TAREA BREVE 1 >> Cita literalmente el fragmento sobre el ansia de fama desde "Y hay en ellos" hasta "a la eternidad.", ambos inclusive.

FRAGMENTO SELECCIONADO >>
# # #
Y este erostratismo, ¿qué es en el fondo, sino ansia de inmortalidad, ya que no de sustancia y bulto, al menos de nombre y sombra?
Y hay en ellos sus grados. El que desprecia el aplauso de la muchedumbre de hoy, es que busca sobrevivir en renovadas minorías durante generaciones. «La posteridad es una superposición de minorías», decía Gounod. Quiere prolongarse en tiempo más que en espacio. Los ídolos de las muchedumbres son pronto derribados por ellas mis mas, y su estatua se deshace al pie del pedestal sin que la mire nadie, mientras que quienes ganan el corazón de los escogidos recibirán más largo tiempo fervoroso culto en una capilla siquiera recogida y pequeña, pero que salvará
las avenidas del olvido. Sacrifica el artista la extensión de su fama a su duración; ansía más durar por siempre en un rinconcito, a no brillar un segundo en el universo todo; quiere más ser átomo eterno y consciente de sí mismo que momentánea conciencia del universo todo; sacrifica la infinidad a la eternidad.
# # #
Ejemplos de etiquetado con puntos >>

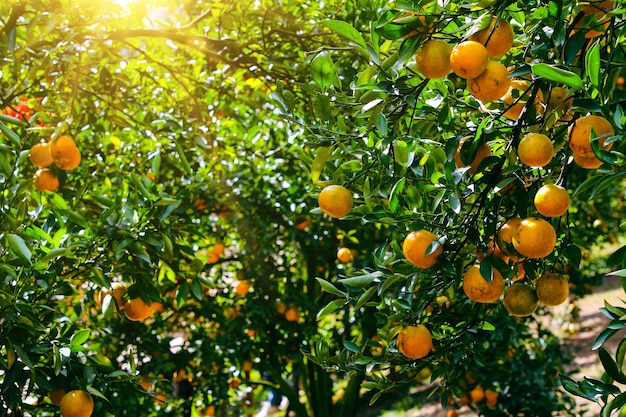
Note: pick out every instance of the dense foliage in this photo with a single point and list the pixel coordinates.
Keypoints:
(206, 132)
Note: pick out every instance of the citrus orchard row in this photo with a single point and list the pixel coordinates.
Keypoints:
(516, 257)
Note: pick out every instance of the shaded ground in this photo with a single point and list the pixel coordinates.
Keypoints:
(577, 339)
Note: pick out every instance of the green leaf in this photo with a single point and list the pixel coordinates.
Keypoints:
(346, 30)
(15, 139)
(319, 162)
(603, 337)
(329, 308)
(19, 247)
(330, 288)
(351, 346)
(610, 366)
(79, 338)
(592, 64)
(361, 280)
(323, 70)
(553, 73)
(364, 298)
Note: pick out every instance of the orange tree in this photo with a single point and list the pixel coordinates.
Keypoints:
(440, 139)
(174, 264)
(157, 253)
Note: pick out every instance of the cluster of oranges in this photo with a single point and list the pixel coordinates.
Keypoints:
(487, 79)
(517, 239)
(62, 152)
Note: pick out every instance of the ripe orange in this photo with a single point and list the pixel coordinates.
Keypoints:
(45, 180)
(433, 59)
(281, 307)
(534, 238)
(415, 247)
(516, 98)
(76, 403)
(535, 150)
(492, 84)
(40, 155)
(335, 200)
(136, 309)
(292, 314)
(415, 342)
(491, 397)
(586, 128)
(482, 152)
(65, 153)
(344, 255)
(477, 394)
(552, 200)
(552, 289)
(469, 59)
(242, 288)
(505, 238)
(478, 289)
(497, 41)
(520, 300)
# # #
TAREA BREVE 2 >> Cuenta las líneas de los registros en las que aparece la cadena "instance". Indica únicamente el número.

RESPUESTA CORRECTA 1 >>
Y hay en ellos sus grados. El que desprecia el aplauso de la muchedumbre de hoy, es que busca sobrevivir en renovadas minorías durante generaciones. «La posteridad es una superposición de minorías», decía Gounod. Quiere prolongarse en tiempo más que en espacio. Los ídolos de las muchedumbres son pronto derribados por ellas mis mas, y su estatua se deshace al pie del pedestal sin que la mire nadie, mientras que quienes ganan el corazón de los escogidos recibirán más largo tiempo fervoroso culto en una capilla siquiera recogida y pequeña, pero que salvará
las avenidas del olvido. Sacrifica el artista la extensión de su fama a su duración; ansía más durar por siempre en un rinconcito, a no brillar un segundo en el universo todo; quiere más ser átomo eterno y consciente de sí mismo que momentánea conciencia del universo todo; sacrifica la infinidad a la eternidad.

RESPUESTA CORRECTA 2 >> 7